◆ Objective:
Find every line in the data below that contains the word "signal", matching case exactly, and copy each of those lines in full.
..........
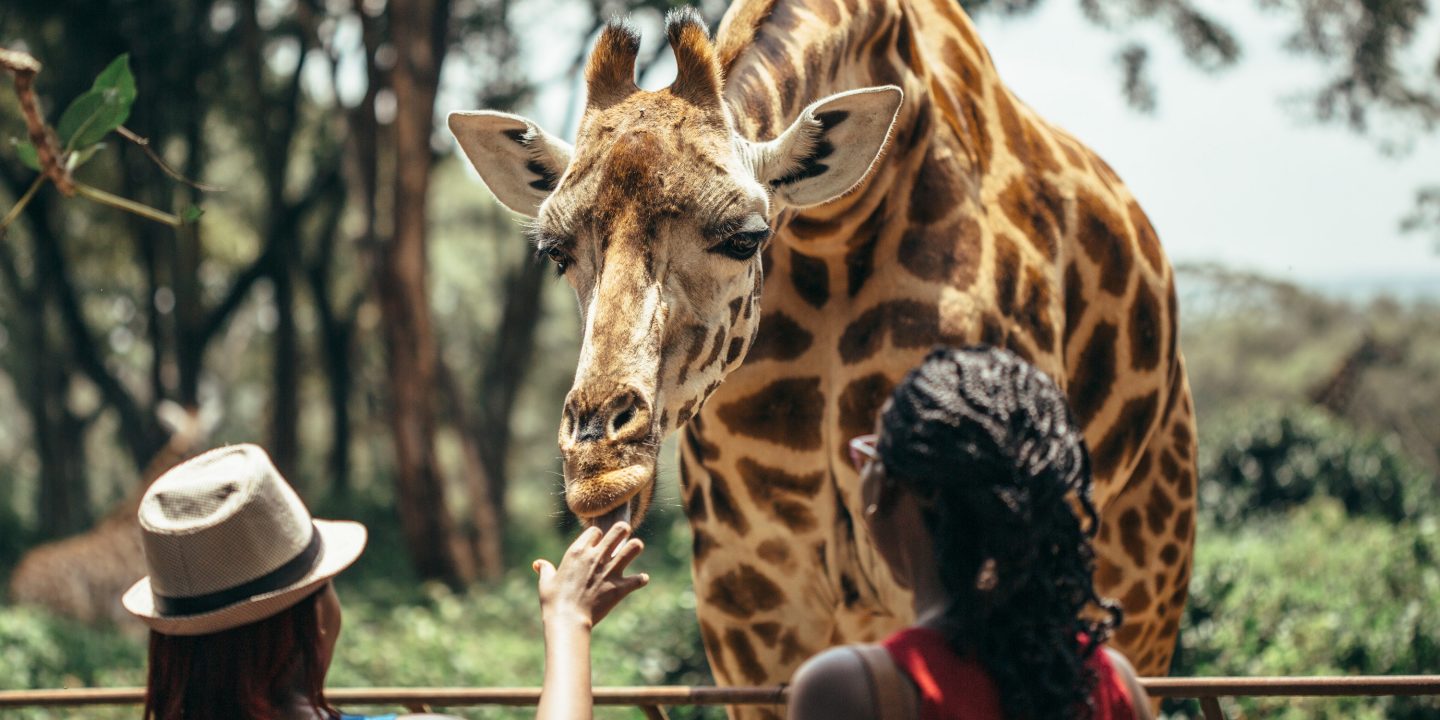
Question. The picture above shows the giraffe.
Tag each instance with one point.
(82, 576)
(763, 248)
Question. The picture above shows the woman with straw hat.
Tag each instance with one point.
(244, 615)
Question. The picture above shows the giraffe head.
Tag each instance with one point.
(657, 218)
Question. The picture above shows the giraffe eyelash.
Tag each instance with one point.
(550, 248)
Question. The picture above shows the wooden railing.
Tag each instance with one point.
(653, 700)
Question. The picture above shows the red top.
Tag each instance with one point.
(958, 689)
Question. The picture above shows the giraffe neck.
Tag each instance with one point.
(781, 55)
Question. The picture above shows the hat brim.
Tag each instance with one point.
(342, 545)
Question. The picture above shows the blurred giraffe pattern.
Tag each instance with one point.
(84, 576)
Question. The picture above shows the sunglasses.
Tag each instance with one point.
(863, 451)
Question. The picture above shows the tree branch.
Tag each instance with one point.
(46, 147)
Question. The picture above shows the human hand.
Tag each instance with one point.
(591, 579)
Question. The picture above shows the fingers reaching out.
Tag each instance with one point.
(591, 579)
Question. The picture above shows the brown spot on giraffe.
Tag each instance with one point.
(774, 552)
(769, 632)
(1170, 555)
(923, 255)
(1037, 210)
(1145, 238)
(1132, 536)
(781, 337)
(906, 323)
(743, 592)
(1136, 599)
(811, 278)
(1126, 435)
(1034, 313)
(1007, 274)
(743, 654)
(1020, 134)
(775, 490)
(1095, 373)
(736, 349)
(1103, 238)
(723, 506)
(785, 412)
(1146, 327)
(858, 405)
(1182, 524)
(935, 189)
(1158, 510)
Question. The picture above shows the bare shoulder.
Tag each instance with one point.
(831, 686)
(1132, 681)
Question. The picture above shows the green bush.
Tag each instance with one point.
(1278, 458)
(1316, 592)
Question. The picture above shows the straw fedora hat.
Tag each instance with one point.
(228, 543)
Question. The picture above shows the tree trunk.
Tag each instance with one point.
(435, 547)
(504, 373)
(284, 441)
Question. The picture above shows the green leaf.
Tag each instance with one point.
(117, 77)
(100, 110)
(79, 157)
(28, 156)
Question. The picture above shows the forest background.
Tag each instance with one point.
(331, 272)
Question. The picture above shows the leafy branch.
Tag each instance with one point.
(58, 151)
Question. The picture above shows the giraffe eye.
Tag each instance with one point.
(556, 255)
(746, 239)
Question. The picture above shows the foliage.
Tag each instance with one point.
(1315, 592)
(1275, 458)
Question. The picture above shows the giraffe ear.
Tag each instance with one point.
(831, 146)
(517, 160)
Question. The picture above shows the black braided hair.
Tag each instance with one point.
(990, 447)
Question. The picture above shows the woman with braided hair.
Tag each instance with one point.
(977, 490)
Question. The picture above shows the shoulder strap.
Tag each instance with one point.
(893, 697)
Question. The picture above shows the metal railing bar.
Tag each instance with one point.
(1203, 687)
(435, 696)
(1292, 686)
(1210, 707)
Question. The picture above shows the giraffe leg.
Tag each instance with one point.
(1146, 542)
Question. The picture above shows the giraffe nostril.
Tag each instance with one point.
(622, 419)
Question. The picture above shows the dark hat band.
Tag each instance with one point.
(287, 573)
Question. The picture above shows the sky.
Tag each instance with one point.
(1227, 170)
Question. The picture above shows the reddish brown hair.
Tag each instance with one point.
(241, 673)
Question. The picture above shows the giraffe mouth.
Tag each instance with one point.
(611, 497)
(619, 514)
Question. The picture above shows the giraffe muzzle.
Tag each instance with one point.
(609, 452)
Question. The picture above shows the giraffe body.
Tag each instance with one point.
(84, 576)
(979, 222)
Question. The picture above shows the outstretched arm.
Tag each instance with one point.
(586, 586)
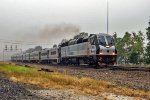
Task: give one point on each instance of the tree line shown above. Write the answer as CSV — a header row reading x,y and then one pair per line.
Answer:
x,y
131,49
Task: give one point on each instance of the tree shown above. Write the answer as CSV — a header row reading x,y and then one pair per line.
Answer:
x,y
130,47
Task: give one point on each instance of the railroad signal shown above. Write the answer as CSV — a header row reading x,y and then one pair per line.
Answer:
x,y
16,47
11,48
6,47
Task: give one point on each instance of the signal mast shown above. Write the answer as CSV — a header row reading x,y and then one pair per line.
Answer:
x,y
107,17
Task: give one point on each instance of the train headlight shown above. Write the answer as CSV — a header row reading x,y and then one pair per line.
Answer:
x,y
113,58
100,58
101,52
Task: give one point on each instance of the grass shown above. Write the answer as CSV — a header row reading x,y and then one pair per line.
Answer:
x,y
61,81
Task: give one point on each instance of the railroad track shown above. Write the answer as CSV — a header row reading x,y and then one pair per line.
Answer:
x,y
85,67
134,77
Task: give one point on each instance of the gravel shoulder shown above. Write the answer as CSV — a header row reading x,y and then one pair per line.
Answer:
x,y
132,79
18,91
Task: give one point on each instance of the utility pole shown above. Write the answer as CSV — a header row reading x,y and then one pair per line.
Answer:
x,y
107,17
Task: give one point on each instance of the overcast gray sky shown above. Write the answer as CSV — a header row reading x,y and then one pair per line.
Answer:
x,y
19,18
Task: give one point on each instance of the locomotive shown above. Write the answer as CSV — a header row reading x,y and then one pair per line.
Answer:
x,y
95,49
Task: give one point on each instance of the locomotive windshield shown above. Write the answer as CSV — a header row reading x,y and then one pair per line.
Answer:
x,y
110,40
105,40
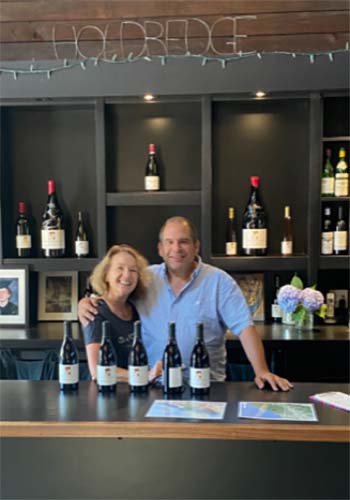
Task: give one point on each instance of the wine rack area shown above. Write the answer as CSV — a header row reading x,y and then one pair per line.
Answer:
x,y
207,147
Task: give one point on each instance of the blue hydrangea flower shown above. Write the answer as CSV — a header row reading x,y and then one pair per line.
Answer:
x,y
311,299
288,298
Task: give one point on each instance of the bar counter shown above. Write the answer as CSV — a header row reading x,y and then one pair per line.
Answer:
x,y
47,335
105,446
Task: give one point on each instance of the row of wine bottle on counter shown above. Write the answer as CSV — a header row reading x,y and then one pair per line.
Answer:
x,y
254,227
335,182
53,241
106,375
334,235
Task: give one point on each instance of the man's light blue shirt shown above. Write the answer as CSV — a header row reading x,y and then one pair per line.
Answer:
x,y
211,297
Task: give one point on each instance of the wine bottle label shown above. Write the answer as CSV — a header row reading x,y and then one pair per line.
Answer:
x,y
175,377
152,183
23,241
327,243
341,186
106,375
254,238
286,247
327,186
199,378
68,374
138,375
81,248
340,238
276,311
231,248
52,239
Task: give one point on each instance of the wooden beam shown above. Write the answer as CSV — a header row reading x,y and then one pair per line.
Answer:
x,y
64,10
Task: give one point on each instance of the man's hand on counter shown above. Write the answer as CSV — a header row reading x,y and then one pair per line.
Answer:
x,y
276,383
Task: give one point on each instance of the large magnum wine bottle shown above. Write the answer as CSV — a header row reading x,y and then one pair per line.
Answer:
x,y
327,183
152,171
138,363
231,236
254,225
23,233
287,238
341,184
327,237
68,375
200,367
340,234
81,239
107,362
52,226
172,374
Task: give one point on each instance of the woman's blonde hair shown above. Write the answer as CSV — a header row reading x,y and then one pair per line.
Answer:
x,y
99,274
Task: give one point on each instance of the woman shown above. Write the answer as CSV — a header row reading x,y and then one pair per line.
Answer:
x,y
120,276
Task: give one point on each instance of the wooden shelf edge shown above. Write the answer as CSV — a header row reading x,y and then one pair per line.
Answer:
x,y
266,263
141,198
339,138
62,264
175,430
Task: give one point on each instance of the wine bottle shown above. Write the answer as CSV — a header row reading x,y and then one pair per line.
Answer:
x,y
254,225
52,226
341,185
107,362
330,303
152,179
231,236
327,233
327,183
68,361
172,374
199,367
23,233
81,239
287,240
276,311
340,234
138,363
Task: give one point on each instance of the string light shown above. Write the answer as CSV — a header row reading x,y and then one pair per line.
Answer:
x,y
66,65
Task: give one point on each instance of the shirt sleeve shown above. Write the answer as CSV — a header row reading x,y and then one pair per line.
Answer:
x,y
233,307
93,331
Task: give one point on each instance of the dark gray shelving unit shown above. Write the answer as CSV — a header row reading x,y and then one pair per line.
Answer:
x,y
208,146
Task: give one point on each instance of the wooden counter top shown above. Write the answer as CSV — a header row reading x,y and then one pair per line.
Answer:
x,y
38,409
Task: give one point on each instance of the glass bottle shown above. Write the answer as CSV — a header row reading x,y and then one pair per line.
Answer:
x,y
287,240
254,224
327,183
..........
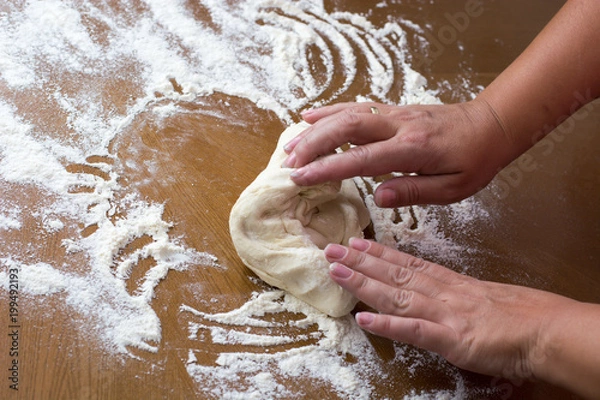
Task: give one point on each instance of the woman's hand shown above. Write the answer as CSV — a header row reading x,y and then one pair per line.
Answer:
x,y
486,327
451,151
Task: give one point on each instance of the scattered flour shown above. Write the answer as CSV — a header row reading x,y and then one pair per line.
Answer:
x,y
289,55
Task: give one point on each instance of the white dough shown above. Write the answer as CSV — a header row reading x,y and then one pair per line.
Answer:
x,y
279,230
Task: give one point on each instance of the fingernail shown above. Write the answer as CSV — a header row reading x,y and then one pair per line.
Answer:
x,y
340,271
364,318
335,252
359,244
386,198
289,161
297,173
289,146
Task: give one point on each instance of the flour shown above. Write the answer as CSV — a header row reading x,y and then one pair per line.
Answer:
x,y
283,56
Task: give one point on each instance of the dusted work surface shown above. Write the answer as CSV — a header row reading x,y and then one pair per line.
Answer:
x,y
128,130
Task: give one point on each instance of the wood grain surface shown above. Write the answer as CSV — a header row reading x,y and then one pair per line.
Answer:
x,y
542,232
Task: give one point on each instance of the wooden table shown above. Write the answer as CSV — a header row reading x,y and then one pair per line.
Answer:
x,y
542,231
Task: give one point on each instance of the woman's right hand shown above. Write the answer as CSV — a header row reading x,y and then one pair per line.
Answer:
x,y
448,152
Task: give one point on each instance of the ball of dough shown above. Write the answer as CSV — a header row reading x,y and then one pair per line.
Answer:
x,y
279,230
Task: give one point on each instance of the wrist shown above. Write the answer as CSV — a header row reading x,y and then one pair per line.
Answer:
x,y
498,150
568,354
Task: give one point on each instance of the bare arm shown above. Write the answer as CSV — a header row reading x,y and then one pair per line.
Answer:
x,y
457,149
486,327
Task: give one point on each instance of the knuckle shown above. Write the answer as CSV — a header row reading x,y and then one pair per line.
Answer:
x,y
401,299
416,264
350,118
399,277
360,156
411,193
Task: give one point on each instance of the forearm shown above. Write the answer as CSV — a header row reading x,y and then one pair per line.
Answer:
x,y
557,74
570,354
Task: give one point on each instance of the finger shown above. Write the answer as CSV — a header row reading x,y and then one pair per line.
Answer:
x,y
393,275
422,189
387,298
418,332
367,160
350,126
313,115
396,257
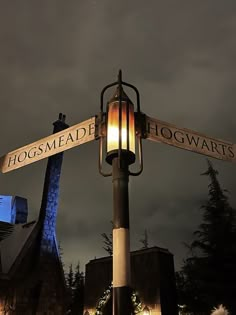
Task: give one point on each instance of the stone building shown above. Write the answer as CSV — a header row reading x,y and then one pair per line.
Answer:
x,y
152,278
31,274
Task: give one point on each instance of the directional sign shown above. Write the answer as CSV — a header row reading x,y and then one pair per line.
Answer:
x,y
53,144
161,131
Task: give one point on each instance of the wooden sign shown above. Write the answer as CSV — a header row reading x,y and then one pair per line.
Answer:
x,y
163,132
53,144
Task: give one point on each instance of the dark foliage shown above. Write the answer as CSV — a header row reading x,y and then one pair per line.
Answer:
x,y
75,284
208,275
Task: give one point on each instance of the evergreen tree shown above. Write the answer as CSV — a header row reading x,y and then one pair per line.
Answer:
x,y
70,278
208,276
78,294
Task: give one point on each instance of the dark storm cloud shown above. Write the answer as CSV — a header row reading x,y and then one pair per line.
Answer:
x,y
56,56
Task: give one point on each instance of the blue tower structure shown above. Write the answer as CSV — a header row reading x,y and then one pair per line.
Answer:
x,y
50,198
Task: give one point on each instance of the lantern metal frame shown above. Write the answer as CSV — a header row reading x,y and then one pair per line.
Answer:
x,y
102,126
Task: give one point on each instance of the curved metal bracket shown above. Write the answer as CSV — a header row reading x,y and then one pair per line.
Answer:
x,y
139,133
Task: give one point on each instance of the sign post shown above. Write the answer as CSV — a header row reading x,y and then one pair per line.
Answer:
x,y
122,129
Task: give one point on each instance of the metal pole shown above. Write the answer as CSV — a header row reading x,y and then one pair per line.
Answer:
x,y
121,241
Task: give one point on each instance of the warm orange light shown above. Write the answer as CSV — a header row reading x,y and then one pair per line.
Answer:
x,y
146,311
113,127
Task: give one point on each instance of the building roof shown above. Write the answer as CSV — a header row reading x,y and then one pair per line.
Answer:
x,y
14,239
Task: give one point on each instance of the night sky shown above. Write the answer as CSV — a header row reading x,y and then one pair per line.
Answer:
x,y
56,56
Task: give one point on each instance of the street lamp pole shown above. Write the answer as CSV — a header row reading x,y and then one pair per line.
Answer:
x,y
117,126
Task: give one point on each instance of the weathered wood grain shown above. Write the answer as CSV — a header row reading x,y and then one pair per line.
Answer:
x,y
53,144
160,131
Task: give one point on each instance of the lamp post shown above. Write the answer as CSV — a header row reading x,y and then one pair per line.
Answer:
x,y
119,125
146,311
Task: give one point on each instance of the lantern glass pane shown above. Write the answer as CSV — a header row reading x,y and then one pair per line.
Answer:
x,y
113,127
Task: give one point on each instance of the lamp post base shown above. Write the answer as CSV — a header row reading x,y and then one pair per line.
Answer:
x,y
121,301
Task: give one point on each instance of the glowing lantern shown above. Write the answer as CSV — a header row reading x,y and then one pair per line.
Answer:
..........
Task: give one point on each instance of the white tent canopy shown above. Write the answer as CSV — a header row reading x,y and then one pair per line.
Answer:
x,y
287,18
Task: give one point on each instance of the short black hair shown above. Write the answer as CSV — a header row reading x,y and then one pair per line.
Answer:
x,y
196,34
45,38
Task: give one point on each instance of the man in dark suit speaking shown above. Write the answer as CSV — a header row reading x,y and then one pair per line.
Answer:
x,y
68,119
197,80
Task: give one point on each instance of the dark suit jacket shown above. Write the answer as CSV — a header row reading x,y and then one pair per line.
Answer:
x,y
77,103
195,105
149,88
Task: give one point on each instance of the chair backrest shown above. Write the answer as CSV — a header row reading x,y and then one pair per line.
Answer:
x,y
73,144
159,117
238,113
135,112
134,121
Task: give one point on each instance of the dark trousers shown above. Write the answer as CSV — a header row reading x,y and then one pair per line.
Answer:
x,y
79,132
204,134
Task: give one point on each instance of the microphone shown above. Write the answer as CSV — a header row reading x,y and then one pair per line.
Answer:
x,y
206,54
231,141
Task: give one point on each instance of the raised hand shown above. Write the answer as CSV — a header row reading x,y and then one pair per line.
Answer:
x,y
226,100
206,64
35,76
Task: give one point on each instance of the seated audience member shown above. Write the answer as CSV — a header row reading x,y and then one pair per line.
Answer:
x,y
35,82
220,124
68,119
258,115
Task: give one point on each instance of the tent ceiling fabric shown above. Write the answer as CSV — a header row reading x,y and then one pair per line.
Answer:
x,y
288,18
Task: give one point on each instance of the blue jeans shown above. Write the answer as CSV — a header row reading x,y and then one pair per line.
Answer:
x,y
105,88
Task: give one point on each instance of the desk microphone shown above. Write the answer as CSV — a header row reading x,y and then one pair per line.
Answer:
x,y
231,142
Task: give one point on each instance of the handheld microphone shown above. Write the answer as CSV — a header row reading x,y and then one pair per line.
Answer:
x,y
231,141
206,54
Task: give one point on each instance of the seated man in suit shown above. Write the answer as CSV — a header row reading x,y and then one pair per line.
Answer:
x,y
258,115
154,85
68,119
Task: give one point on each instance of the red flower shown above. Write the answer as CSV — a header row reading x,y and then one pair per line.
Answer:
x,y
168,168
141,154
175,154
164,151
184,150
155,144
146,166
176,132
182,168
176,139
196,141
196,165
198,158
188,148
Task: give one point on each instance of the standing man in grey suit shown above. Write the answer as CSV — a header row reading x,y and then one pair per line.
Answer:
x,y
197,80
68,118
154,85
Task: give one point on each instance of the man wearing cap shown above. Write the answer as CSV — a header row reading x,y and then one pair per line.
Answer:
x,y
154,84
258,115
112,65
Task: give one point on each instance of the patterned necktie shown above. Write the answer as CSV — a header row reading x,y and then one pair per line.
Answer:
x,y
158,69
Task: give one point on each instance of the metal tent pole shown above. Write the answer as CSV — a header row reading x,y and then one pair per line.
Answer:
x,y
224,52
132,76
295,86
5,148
..........
◆ Solution for this problem:
Task: give one point on each instance of the railroad signal shown above. Write the answer as CSV — a header row reading x,y and then one pair per line.
Task: give one point on each instance of the signal mast shown above. Write the answer as CSV — a header row reading x,y and then one pair per line.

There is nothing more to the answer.